#### [WORK TO COMPLETE]
**A)** In the hummus excerpt, condense the paragraph beginning "A few years ago, in search of the perfect hummus recipe" into a short bulleted list that keeps its main facts.
**B)** Pick up the hummus excerpt after its last line and write the part that comes next.

I’ve had a massive salt craving the last few months and have consequently been consuming a ton of olives (and evoo-sea-salt popcorn, but that is for another post).  I occasionally need to break down and balance them out with…something. Thankfully I have a killer hummus recipe that comes together in just a few minutes.

A few years ago, in search of the perfect hummus recipe, I ran across an article about how to make super-smooth hummus at home. For a long time, I avoided homemade hummus because the consistency just couldn’t compare with storebought, or even better, fresh hummus from some of my favorite mediterranean restaurants. The trick? You cream the tahini and lemon juice before adding chickpeas. I’ve also noticed that dried, soaked and cooked chickpeas** will give a much smoother consistency than canned. Needless to say, I haven’t gone back to storebought hummus since!

Recipe:  Basic Mediterranean Hummus

Ingredients
1/3 cup tahini
juice of 2-4 lemons (to taste – I like really  lemony hummus and use 4)
2 and 2/3 cups chick peas/garbanzo beans (or 2 cans)
1/3 cup to 1/2 cup cold-pressed olive oil
2 garlic cloves
Sea salt, to taste
Fresh cracked black pepper, to taste
Fresh parsley (optional)
Paprika (optional)

#### [COLLECTED DATA]
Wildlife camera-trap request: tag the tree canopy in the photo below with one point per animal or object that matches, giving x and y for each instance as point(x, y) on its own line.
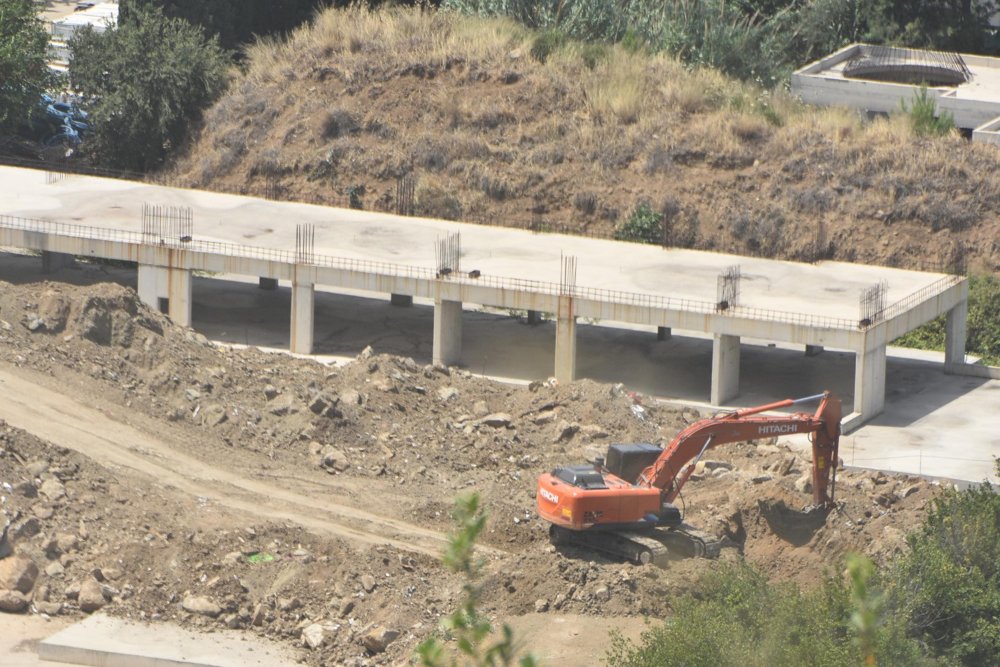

#### [RESPONSES TO THE EXERCISE]
**A)**
- Years ago, while looking for the perfect hummus recipe, the writer found an article on making super-smooth hummus at home.
- The writer had long avoided homemade hummus because its consistency fell short of storebought hummus and of fresh hummus from favorite Mediterranean restaurants.
- The trick is to cream the tahini and lemon juice before adding the chickpeas.
- Chickpeas that are dried, soaked and cooked give a much smoother consistency than canned ones.
- The writer hasn't returned to storebought hummus since.

**B)**
Supplies
Food processor
Citrus juicer, or fork
Paring knift

Prep Time 10 minutes
Cook Time 5 minutes
Total Time 20 minutes

Directions
Juice your lemons, and then cream the tahini and lemon juice in a food processor (a high quality blender works as well). Once creamed, slowly pulse the chick peas and olive oil into the the tahini and lemon juice. I alternate about 1/3 cup of  beans, then 1-2 tablespoons of olive oil, then beans, etc. The exact amount of olive oil needed will depend on your desired consistency. Once all of the beans have been added and the texture is to your satisfaction, add garlic cloves and salt and pepper to taste. Paprika and fresh parsley are optional. Serve with olives, pita bread, sundried tomatoes, sliced vegetables…you can pretty much use hummus on anything. Enjoy!

**Regarding dried beans…
I gave up canned beans a few years ago and haven’t looked back. I know, I know – it appears as though they can be a hassle. But I promise you, it’s almost fool-proof, and the time investment is low. And the benefits?

  • Dried beans are substantially cheaper than canned beans (even the organic dried beans I get from Whole Foods).
  • You have complete control over what goes into your beans. We eat beans frequently, and knowing what’s in the food I feed my family is important to me. Most canned varieties include some, or all, of the following – salt, sugar, preservatives and calcium chloride. Many companies are also still using cans lined with BPA. No thanks. I like my beans to contain…well, beans.
  • The taste difference is substantial – dried beans, cooked from scratch, taste “beanier” to me.

There are tons upon tons of blog posts out there detailing how to cook dried beans from scratch, so here is the quick and dirty version. I use the crockpot method. The method works below for most beans, but not for lentils:

  • Sort through your beans and toss out any broken beans or pebbles.
  • Pour beans into your crockpot, cover with cold water and let soak overnight – do not heat at this point, just soak.
  • The next morning, drain the beans, recover with fresh water (I generally go about 2″ above the bean line) and set them to cook on low for 8 hours.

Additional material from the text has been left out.